• **The task**:
Do these statements agree with the MPAM driver review below? Answer yes or no for each, quoting the deciding words of the review.
(a) The reviewer says the MPAM driver cannot currently be built as a module.
(b) The body of mpam_pcc_rx_callback() holds a TODO about waking tasks blocked on the MSC's PCC channel.
(c) The reviewer says races are possible no matter which CPUs the probe calls run on.
╭─ Supplied passage
If individual mpam_msc_drv_probe() calls may execute on different CPUs
from mpam_msc_driver_init(), then seem to be potential races here.
> +
> +static void mpam_pcc_rx_callback(struct mbox_client *cl, void *msg)
> +{
> + /* TODO: wake up tasks blocked on this MSC's PCC channel */
So, is this broken in this commit?
(If the series does not get broken up or applied piecemail, that's not
such a concern, though.)
> +}
> +
> +static void mpam_msc_drv_remove(struct platform_device *pdev)
> +{
The MPAM driver cannot currently be built as a module.
Is it possible to exercise the driver remove paths, today?
> + struct mpam_msc *msc = platform_get_drvdata(pdev);
> +
> + if (!msc)
╰─
╭─ Data supplied
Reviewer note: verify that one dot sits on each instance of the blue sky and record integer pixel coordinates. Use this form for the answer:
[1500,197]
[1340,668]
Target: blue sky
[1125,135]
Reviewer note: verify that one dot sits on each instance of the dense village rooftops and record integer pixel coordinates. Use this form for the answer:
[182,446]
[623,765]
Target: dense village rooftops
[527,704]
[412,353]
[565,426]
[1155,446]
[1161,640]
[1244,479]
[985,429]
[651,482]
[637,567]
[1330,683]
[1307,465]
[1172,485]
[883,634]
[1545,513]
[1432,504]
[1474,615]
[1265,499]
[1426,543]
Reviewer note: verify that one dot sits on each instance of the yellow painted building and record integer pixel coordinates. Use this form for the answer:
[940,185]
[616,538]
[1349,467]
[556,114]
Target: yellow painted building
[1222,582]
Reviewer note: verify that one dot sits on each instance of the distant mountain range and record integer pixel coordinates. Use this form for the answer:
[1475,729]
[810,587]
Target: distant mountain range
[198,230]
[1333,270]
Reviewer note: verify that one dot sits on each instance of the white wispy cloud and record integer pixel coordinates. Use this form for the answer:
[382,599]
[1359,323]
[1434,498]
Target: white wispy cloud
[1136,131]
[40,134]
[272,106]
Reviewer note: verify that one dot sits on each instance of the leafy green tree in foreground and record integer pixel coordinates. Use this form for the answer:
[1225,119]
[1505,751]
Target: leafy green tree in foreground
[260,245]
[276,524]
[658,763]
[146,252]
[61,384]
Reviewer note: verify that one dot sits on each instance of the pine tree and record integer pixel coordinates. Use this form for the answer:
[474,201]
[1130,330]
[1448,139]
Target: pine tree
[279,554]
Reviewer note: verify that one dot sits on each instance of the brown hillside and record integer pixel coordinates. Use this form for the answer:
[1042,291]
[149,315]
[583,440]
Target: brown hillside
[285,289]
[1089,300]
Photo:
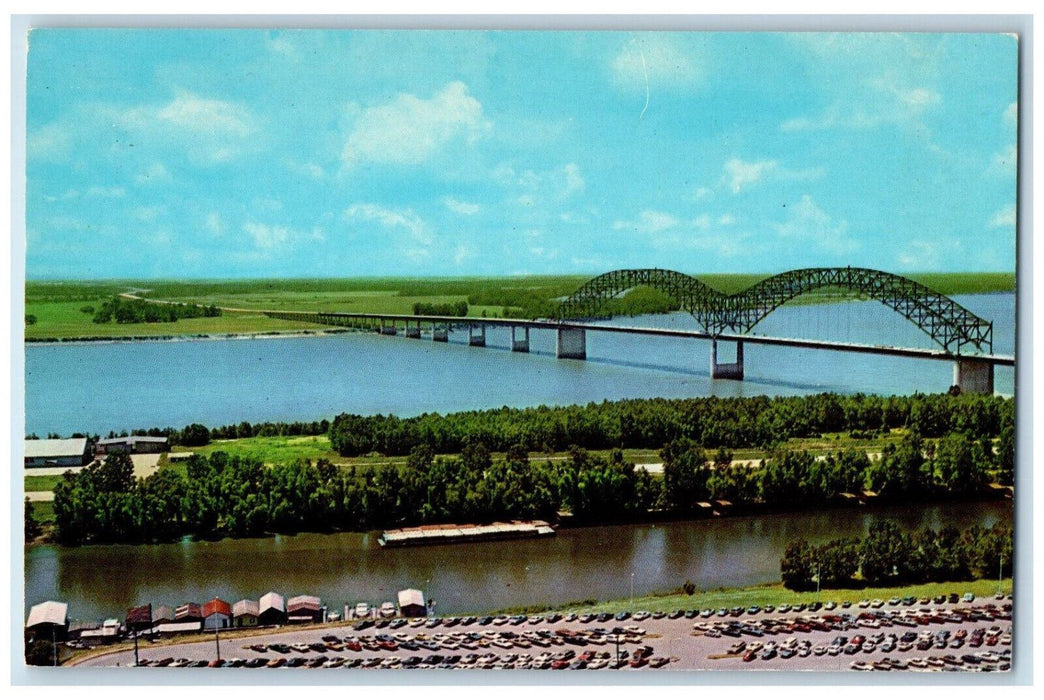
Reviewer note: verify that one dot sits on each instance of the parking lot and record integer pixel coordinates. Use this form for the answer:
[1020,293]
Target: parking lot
[908,635]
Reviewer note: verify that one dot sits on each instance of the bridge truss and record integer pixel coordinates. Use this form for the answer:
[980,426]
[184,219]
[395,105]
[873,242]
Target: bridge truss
[946,322]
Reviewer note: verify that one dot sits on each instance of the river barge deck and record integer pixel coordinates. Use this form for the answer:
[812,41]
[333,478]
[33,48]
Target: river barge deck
[452,534]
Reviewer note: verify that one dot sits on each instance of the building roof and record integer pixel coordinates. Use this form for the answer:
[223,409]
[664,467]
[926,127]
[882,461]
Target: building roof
[244,607]
[131,439]
[163,612]
[273,600]
[50,612]
[216,606]
[42,448]
[303,602]
[178,627]
[140,614]
[188,610]
[410,597]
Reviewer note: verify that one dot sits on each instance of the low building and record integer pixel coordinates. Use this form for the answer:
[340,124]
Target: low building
[304,609]
[47,621]
[188,612]
[216,614]
[135,444]
[244,613]
[411,603]
[178,628]
[162,614]
[273,609]
[139,617]
[72,452]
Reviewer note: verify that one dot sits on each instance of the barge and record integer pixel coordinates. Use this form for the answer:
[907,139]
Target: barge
[453,534]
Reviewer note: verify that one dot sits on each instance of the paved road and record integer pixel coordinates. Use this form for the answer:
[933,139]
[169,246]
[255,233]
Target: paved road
[688,648]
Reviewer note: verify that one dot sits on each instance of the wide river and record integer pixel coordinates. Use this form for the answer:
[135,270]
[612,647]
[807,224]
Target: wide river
[575,564]
[102,387]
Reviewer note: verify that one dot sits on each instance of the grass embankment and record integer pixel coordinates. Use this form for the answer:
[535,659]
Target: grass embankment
[282,449]
[56,305]
[776,595]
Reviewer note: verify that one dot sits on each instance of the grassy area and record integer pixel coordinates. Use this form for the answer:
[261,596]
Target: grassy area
[777,595]
[44,511]
[57,304]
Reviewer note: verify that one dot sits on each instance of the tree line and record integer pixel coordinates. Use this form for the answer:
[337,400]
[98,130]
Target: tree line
[449,308]
[890,556]
[712,422]
[121,309]
[241,496]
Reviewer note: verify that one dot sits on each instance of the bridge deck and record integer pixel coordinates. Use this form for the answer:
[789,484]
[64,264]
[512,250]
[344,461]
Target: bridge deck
[1003,360]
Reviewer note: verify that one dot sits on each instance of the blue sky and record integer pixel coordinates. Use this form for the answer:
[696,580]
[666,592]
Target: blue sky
[187,154]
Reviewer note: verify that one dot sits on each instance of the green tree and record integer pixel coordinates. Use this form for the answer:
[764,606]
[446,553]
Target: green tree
[797,566]
[685,473]
[885,554]
[32,528]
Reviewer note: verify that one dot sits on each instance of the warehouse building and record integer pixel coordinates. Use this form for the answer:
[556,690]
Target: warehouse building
[48,621]
[244,613]
[273,609]
[411,603]
[135,444]
[72,452]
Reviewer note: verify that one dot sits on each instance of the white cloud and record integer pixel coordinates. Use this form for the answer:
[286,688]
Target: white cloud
[808,223]
[392,218]
[657,61]
[555,185]
[108,192]
[648,222]
[408,131]
[882,100]
[155,172]
[1003,218]
[267,237]
[739,173]
[459,207]
[50,142]
[212,116]
[1004,162]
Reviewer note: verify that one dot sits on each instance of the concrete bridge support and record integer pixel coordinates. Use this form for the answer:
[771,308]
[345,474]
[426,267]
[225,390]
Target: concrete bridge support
[727,370]
[973,376]
[520,344]
[571,344]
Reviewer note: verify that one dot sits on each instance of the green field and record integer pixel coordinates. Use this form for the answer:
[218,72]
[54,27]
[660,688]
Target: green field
[56,304]
[775,595]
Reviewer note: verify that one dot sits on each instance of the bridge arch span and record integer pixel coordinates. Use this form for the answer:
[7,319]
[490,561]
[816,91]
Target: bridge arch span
[947,323]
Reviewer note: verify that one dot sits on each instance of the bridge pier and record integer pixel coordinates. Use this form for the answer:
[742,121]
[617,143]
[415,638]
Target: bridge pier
[727,370]
[476,340]
[973,376]
[520,344]
[571,344]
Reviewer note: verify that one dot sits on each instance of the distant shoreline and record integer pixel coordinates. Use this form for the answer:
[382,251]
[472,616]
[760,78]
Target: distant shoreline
[190,337]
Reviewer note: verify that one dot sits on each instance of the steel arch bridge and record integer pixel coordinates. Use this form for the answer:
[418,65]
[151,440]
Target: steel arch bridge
[946,322]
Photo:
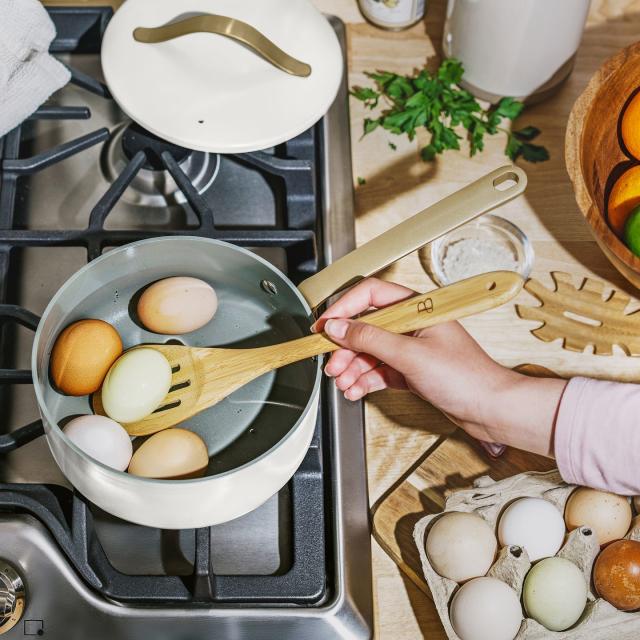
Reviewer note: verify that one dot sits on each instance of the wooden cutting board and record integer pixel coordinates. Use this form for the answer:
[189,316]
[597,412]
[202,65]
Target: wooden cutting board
[454,463]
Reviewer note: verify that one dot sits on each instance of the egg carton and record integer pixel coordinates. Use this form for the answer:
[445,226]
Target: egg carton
[487,498]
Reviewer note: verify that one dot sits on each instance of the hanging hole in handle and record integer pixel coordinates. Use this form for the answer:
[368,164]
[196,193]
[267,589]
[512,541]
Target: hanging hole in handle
[506,181]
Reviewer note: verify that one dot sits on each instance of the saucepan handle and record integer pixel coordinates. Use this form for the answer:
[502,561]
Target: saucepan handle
[237,30]
[486,193]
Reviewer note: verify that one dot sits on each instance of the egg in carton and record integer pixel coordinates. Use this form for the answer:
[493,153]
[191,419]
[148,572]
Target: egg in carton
[488,498]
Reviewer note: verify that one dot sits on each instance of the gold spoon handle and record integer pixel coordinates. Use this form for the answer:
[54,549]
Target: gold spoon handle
[454,302]
[231,28]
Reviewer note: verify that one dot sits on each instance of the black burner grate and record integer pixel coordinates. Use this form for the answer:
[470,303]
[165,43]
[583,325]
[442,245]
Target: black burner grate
[66,514]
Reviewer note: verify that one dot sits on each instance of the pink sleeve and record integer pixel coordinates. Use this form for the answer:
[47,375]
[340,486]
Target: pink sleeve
[597,435]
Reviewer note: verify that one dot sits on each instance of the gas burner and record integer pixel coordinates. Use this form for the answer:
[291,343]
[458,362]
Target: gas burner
[153,186]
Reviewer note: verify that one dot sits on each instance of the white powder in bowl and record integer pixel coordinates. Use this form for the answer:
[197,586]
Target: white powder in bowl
[471,256]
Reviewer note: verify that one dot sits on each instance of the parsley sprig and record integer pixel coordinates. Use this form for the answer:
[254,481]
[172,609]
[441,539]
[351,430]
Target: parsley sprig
[437,103]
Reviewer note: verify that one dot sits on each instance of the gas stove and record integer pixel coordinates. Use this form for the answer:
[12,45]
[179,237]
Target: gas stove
[76,179]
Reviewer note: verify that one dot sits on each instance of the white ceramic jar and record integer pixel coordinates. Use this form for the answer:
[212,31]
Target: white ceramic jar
[519,48]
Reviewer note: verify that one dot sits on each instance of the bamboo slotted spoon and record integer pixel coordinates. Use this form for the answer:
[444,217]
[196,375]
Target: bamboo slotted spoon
[203,377]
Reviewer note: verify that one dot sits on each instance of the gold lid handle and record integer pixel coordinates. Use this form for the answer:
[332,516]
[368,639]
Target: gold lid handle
[231,28]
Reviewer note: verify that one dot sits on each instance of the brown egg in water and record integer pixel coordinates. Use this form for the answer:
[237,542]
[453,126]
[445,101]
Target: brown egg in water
[82,355]
[616,575]
[171,454]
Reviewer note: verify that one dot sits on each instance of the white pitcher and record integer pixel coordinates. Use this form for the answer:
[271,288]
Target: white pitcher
[519,48]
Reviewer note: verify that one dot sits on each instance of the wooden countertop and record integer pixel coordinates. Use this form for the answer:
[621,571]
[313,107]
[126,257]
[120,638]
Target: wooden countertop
[399,427]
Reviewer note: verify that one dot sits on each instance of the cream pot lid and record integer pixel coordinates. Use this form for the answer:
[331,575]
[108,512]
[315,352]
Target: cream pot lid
[214,92]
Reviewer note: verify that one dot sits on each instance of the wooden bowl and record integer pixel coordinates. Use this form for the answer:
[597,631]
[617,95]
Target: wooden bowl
[595,154]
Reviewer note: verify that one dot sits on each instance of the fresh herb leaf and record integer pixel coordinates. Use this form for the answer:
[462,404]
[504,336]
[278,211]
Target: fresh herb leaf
[526,133]
[436,102]
[509,108]
[517,148]
[370,125]
[534,152]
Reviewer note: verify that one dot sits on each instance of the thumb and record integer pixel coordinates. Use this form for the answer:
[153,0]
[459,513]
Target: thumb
[390,348]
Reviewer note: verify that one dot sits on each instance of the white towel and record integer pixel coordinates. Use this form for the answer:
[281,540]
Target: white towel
[28,73]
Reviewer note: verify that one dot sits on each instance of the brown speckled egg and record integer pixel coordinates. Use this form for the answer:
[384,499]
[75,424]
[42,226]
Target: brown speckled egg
[616,574]
[608,514]
[177,305]
[171,454]
[82,355]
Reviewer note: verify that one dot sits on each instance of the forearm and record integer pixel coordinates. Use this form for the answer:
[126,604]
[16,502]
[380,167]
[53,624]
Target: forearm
[522,412]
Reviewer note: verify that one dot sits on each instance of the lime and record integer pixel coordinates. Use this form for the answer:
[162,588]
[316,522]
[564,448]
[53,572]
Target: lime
[632,231]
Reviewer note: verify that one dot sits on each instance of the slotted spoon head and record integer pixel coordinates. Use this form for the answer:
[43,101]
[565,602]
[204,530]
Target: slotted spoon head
[582,316]
[181,401]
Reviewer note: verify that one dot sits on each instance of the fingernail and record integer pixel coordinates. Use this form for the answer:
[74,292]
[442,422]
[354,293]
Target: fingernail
[352,394]
[336,328]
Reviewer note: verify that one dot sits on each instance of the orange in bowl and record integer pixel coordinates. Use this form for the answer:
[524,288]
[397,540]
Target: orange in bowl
[630,127]
[624,197]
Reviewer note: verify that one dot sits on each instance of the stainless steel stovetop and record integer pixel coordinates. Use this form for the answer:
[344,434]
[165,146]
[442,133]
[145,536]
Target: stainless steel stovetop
[59,601]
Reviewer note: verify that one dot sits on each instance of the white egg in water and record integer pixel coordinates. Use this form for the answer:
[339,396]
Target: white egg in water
[486,609]
[136,385]
[461,546]
[101,438]
[532,523]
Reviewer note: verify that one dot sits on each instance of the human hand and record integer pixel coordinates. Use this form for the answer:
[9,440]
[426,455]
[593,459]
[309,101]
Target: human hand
[442,364]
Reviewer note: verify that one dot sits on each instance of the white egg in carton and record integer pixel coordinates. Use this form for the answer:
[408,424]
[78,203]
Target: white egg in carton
[488,498]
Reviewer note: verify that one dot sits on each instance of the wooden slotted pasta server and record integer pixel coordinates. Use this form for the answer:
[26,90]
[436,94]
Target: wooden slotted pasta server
[203,377]
[582,316]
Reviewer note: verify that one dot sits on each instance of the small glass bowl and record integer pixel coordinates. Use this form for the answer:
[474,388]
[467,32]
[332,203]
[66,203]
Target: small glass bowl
[490,228]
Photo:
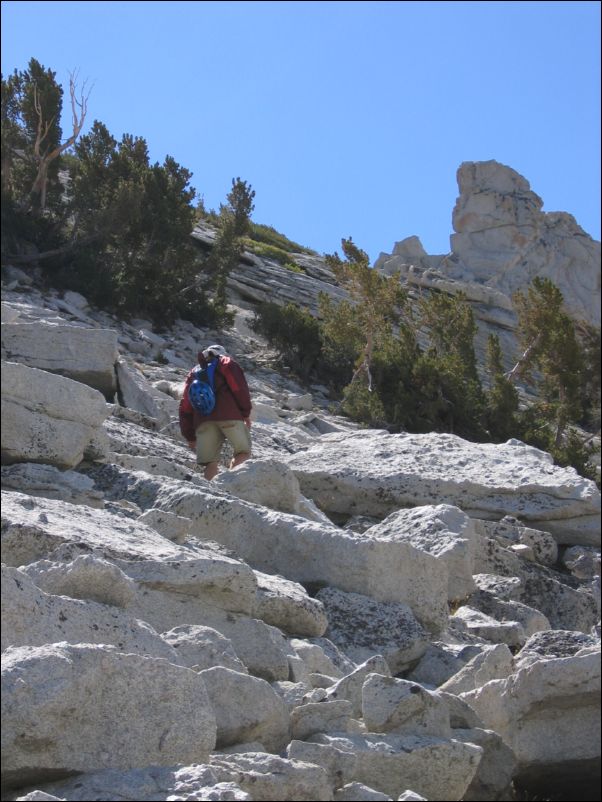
╰─
• **Expected answer**:
(a) Yes: "The MPAM driver cannot currently be built as a module."
(b) Yes: "/* TODO: wake up tasks blocked on this MSC's PCC channel */"
(c) No: "If individual mpam_msc_drv_probe() calls may execute on different CPUs from mpam_msc_driver_init(), then seem to be potential races here."